* _WRITTEN INSTRUCTION_:
Reproduce each of the following records line for line, without altering a single character.

* _DATA PROVIDED_:
-- Start --
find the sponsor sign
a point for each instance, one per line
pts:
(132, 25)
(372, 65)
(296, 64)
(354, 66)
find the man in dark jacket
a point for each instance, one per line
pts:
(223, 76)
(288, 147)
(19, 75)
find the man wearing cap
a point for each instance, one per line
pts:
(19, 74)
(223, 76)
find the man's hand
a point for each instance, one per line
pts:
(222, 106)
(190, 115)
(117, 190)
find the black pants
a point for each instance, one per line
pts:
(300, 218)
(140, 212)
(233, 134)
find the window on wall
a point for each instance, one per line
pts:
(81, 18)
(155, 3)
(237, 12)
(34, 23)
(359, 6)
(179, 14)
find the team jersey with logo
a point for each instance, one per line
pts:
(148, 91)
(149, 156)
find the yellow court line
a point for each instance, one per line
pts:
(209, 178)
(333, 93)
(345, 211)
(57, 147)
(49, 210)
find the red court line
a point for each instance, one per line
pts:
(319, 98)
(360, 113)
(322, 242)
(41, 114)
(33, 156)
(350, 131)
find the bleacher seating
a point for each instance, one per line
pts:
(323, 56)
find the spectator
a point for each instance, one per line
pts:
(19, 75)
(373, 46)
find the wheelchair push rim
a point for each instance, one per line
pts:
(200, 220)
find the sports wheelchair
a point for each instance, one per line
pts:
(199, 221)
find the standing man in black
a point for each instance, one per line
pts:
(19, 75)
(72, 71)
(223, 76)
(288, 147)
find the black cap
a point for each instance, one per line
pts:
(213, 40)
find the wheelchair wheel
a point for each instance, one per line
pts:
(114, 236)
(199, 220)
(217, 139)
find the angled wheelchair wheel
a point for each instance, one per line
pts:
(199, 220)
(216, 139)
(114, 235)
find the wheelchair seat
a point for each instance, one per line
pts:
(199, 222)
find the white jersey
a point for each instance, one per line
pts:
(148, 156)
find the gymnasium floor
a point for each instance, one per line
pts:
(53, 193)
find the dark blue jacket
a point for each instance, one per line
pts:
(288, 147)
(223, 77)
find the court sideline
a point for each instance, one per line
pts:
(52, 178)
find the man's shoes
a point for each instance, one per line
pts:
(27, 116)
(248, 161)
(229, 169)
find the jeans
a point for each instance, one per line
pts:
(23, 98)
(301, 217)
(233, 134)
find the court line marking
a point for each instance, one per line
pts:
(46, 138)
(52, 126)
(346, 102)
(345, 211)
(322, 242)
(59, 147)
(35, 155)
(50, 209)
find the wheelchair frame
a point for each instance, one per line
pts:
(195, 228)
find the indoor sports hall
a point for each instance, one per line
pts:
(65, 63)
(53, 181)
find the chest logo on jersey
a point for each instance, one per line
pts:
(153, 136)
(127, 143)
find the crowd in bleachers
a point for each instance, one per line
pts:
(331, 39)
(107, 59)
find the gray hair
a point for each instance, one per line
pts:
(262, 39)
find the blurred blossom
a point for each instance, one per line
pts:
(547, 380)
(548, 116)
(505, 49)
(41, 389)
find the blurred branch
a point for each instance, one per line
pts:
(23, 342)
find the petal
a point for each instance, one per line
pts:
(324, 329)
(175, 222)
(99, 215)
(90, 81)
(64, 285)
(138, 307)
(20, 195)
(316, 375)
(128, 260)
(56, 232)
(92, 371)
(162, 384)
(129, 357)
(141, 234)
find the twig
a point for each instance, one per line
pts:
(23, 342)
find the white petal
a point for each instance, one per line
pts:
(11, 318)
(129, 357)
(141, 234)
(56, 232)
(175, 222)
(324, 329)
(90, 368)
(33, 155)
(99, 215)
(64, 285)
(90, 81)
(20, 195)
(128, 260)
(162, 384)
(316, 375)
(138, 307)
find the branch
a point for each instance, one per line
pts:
-- End --
* _FINAL ANSWER_:
find the sponsor sign
a point for each instance, one per line
pts:
(132, 25)
(372, 65)
(296, 64)
(354, 66)
find the man in dark jacket
a point for each instance, one per line
pts:
(223, 76)
(288, 147)
(19, 75)
find the man wearing cap
a point for each instance, one per line
pts:
(19, 74)
(223, 76)
find the man's hand
a point for each instance, one per line
pts:
(222, 106)
(190, 115)
(117, 190)
find the black pants
a point for each instance, one per line
pts:
(300, 218)
(140, 212)
(233, 134)
find the window on wall
a point for each instance, one per line
pts:
(81, 18)
(155, 3)
(237, 12)
(34, 23)
(359, 6)
(179, 14)
find the team jersey with logo
a point for each instance, one per line
pts:
(148, 91)
(149, 156)
find the yellow court line
a point for each instance, one per line
pts:
(209, 178)
(333, 93)
(345, 211)
(57, 147)
(49, 210)
find the red court line
a point for each instance, one per line
pts:
(319, 98)
(360, 113)
(322, 242)
(41, 114)
(33, 156)
(350, 131)
find the bleacher seating
a point for each instance, one per line
pts:
(323, 56)
find the spectator
a point for each instance, one per line
pts:
(19, 75)
(373, 46)
find the wheelchair push rim
a point for each instance, one per line
pts:
(200, 220)
find the sports wheelchair
a point for each instance, one per line
pts:
(199, 221)
find the standing man in black
a point for each instance, one per line
pts:
(19, 75)
(72, 71)
(223, 76)
(288, 147)
find the black cap
a point for each instance, one per line
pts:
(213, 40)
find the wheelchair wheel
a point for each instance, one per line
pts:
(114, 236)
(199, 220)
(217, 139)
find the angled wheelchair wheel
a point for each instance, one per line
pts:
(199, 220)
(216, 139)
(114, 235)
find the wheelchair seat
a point for each instance, one per line
pts:
(199, 222)
find the white jersey
a point for each instance, one per line
pts:
(148, 156)
find the gymnasium floor
a point for each instance, one per line
pts:
(53, 193)
find the dark blue jacket
a point for each instance, one per line
pts:
(288, 147)
(223, 77)
find the court sideline
a point for each instance, one per line
pts:
(52, 178)
find the man's shoes
a point for each instance, one per line
pts:
(27, 116)
(248, 161)
(229, 169)
find the jeans
a point for each instance, one per line
pts:
(23, 98)
(301, 217)
(233, 134)
find the court line marking
a point for each instance, one per line
pts:
(46, 138)
(52, 126)
(346, 102)
(345, 211)
(322, 242)
(59, 147)
(35, 155)
(50, 209)
find the wheelchair frame
a point for each instance, one per line
pts:
(195, 228)
find the indoor sports hall
a point for each instance, one per line
pts:
(65, 63)
(53, 181)
find the chest logo on jersey
a point for each instance, one per line
pts:
(153, 136)
(127, 143)
find the crowd in bleachers
a point for each instance, one per line
pts:
(331, 39)
(107, 59)
find the gray hair
a point for each instance, one per line
pts:
(262, 39)
find the blurred blossom
a point for each instance, one per line
pts:
(547, 380)
(548, 116)
(505, 49)
(41, 389)
find the blurred branch
a point for each instance, one per line
pts:
(23, 342)
find the petal
a point for each instance, one per line
pts:
(324, 329)
(175, 222)
(99, 215)
(90, 81)
(64, 285)
(138, 307)
(20, 195)
(316, 375)
(128, 260)
(56, 232)
(92, 371)
(162, 384)
(129, 357)
(141, 234)
find the twig
a point for each instance, one per line
pts:
(23, 342)
find the white petal
a point for each instance, one per line
pts:
(11, 318)
(129, 357)
(141, 234)
(56, 232)
(175, 222)
(324, 329)
(90, 368)
(33, 155)
(99, 215)
(64, 285)
(90, 81)
(20, 195)
(128, 260)
(162, 384)
(316, 375)
(138, 307)
find the branch
a point for each instance, one per line
pts:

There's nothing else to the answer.